I’m weird in America but I am a fucking FREAK in Italy. A country where children are metaphorically bubble wrapped for protection until their late thirties. My husbands sister, who is two years older than me lectures us often on an array of things believing she has some odd kind of seniority. I’m often told how we should cook, things we should buy, when we should buy real estate, and have children. I do appreciate good advice and I’m often open to it in small doses, but I am not inexperienced in life. In fact, I’m much more experienced than her (so take that!). I’ve been living on my own for eight years longer than her-she lived at home until she was 27 and only moved out to marry and move in with her husband- and though she has two young children, I’ve been taking care of babies and young kids for nearly twenty-five years. She has been married for longer than me but her relationship is a typical Italian relationship where she’s basically a mouthy slave. She complains, but in the end she cooks, cleans, takes care of the children, and works full time as a physical therapist with absolutely no help from her husband. That’s not the kind of marriage I want so I’m not open to taking her advice in that area either.

Data entries

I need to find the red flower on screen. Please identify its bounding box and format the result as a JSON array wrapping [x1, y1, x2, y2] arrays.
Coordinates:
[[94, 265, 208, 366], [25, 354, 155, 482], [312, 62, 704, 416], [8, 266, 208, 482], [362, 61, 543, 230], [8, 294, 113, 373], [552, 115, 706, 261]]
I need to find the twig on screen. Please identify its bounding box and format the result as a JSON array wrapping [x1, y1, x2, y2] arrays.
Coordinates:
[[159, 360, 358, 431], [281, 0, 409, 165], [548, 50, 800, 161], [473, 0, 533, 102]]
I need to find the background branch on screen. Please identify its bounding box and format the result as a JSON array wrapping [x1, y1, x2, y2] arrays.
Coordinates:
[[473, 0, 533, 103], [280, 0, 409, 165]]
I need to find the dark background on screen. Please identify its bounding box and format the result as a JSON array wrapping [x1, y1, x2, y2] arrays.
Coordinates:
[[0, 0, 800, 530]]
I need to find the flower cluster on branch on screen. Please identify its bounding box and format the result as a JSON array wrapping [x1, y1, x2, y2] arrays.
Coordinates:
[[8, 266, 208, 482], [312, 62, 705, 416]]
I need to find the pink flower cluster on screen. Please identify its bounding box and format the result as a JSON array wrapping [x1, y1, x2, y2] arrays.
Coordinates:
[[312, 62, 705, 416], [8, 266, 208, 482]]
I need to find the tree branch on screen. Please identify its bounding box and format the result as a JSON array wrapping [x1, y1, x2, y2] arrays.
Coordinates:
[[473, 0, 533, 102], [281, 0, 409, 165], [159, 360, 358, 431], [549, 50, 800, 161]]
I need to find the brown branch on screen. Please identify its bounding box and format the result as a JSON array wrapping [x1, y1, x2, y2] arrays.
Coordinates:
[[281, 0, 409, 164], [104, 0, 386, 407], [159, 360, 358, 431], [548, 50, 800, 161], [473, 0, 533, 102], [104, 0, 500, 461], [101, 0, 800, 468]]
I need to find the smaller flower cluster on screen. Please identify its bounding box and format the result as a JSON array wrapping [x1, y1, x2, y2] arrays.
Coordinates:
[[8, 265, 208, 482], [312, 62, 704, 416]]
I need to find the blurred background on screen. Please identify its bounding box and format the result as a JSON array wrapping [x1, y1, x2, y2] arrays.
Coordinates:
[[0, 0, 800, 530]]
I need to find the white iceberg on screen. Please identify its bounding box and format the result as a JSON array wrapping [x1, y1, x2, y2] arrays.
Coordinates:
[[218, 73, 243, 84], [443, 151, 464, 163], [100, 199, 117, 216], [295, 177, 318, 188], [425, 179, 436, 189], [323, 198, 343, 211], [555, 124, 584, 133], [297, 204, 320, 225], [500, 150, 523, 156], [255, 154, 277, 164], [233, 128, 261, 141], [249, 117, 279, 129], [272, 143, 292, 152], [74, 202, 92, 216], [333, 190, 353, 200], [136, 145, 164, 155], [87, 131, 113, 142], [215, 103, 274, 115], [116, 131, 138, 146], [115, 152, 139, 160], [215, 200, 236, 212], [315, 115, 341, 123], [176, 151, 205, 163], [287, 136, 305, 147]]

...

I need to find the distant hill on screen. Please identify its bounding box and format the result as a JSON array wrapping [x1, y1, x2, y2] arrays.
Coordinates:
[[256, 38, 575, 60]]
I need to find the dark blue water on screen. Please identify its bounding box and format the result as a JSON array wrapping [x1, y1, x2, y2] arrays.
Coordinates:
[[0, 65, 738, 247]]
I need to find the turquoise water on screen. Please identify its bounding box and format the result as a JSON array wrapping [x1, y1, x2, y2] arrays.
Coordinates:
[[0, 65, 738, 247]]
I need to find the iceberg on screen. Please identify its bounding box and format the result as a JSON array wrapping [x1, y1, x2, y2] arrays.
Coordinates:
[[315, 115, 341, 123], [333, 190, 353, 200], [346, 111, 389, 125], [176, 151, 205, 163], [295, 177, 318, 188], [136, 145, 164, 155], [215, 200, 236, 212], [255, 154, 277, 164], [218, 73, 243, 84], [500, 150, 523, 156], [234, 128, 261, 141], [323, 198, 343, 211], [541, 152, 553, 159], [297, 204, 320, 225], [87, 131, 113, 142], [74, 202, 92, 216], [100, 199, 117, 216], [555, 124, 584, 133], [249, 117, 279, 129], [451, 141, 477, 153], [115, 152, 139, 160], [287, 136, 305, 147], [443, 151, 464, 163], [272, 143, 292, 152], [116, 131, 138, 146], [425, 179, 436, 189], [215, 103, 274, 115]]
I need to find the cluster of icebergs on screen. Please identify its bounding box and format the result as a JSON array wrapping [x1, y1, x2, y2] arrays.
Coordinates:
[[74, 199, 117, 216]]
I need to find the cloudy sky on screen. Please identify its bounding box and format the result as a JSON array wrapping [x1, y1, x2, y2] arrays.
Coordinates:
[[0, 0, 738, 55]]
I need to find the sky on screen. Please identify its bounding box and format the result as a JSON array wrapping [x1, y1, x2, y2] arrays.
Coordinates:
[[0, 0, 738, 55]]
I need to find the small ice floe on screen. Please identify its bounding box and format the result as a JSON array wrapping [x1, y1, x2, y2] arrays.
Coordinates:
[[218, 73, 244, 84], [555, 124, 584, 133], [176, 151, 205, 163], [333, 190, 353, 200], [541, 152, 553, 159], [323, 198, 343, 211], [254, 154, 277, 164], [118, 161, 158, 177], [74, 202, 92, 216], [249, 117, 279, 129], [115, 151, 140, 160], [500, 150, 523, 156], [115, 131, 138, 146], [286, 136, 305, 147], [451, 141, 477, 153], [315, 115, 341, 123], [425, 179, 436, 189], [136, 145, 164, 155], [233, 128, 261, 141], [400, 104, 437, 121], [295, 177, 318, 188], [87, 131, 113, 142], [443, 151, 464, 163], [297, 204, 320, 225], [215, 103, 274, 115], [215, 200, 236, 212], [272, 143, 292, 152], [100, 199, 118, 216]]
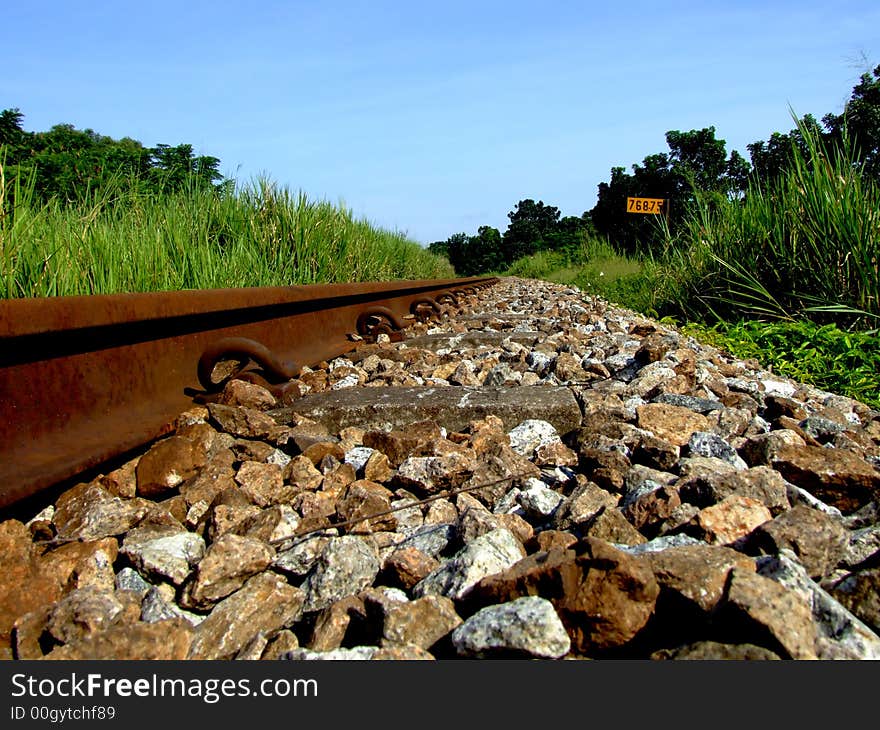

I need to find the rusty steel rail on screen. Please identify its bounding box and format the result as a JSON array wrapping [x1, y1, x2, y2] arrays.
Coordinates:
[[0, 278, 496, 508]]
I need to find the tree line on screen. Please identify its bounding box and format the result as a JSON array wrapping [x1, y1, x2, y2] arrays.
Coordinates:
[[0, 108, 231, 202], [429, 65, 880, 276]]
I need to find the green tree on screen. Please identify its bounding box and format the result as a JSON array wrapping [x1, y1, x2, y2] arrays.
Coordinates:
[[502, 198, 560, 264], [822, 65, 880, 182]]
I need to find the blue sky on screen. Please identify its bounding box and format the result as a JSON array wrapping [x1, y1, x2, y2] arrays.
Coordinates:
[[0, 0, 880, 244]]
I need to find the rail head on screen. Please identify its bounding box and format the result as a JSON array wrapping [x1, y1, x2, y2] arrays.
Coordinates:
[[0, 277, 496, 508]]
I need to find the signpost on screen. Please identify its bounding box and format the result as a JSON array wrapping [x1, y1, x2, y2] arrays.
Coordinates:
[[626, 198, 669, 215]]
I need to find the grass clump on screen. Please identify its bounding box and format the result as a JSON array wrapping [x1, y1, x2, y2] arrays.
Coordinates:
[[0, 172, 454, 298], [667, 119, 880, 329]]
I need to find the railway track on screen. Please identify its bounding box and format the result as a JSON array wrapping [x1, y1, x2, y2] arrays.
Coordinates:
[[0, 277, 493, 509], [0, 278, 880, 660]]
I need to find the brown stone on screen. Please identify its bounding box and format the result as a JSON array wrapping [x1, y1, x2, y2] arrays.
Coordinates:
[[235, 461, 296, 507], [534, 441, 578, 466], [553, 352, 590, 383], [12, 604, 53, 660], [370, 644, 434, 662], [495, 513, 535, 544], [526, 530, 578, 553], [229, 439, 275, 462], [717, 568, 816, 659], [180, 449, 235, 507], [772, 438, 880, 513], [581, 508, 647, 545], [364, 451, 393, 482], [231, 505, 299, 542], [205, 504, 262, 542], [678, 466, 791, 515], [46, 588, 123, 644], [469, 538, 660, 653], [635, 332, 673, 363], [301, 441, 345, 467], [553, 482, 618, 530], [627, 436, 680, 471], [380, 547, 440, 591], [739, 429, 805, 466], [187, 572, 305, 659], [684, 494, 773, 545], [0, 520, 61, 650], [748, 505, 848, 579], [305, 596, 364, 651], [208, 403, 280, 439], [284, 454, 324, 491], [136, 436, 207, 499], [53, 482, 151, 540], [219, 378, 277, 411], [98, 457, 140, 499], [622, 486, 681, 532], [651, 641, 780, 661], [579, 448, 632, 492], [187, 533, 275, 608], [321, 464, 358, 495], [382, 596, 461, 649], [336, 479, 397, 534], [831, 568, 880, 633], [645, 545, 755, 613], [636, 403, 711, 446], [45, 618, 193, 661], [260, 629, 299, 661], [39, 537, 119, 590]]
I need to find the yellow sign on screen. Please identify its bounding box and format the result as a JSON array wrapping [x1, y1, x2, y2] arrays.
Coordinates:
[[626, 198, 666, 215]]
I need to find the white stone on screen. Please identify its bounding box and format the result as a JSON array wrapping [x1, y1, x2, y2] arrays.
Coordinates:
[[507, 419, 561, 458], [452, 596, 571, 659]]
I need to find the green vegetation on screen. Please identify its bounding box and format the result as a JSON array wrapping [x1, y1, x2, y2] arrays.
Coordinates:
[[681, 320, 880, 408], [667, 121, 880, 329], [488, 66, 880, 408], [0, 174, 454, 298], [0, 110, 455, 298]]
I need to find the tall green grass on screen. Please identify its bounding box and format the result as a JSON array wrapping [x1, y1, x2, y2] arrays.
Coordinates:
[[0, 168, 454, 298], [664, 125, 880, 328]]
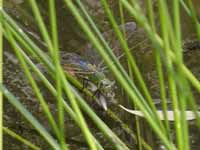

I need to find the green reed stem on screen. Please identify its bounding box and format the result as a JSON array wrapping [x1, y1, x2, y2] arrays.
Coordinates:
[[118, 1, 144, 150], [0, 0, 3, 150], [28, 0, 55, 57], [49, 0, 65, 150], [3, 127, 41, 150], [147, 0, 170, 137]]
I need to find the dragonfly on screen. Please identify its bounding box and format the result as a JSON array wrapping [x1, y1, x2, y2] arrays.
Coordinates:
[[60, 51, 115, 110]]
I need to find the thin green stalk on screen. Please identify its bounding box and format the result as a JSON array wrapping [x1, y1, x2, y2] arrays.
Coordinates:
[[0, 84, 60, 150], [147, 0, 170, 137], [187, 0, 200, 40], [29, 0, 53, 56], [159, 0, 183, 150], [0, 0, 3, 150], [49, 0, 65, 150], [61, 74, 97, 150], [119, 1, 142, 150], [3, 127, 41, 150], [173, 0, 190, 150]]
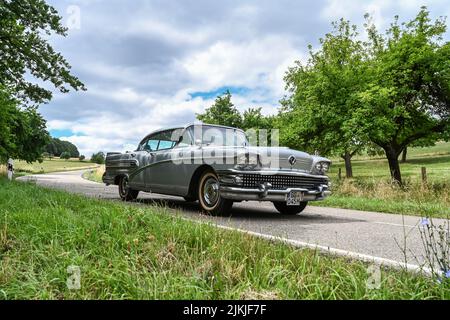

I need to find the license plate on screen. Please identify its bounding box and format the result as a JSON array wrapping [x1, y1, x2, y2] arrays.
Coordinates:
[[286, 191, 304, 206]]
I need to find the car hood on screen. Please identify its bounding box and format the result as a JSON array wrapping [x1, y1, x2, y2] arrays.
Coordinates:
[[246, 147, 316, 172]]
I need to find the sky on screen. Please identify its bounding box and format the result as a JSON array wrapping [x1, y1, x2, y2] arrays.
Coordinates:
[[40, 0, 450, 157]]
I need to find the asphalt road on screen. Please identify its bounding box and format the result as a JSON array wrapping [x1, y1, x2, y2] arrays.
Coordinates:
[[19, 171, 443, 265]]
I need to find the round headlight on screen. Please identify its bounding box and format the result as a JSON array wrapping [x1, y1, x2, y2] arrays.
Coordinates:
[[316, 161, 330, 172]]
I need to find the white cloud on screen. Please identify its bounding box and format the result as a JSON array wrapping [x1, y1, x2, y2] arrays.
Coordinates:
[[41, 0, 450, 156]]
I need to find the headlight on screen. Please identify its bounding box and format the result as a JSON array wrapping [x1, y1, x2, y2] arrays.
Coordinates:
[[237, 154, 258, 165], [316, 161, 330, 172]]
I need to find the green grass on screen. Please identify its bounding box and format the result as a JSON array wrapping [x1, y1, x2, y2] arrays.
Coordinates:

**Problem statement:**
Reproduce the entire passage about living in Italy word for word. Draw only on the passage about living in Italy.

**The completed task:**
I’m weird in America but I am a fucking FREAK in Italy. A country where children are metaphorically bubble wrapped for protection until their late thirties. My husbands sister, who is two years older than me lectures us often on an array of things believing she has some odd kind of seniority. I’m often told how we should cook, things we should buy, when we should buy real estate, and have children. I do appreciate good advice and I’m often open to it in small doses, but I am not inexperienced in life. In fact, I’m much more experienced than her (so take that!). I’ve been living on my own for eight years longer than her-she lived at home until she was 27 and only moved out to marry and move in with her husband- and though she has two young children, I’ve been taking care of babies and young kids for nearly twenty-five years. She has been married for longer than me but her relationship is a typical Italian relationship where she’s basically a mouthy slave. She complains, but in the end she cooks, cleans, takes care of the children, and works full time as a physical therapist with absolutely no help from her husband. That’s not the kind of marriage I want so I’m not open to taking her advice in that area either.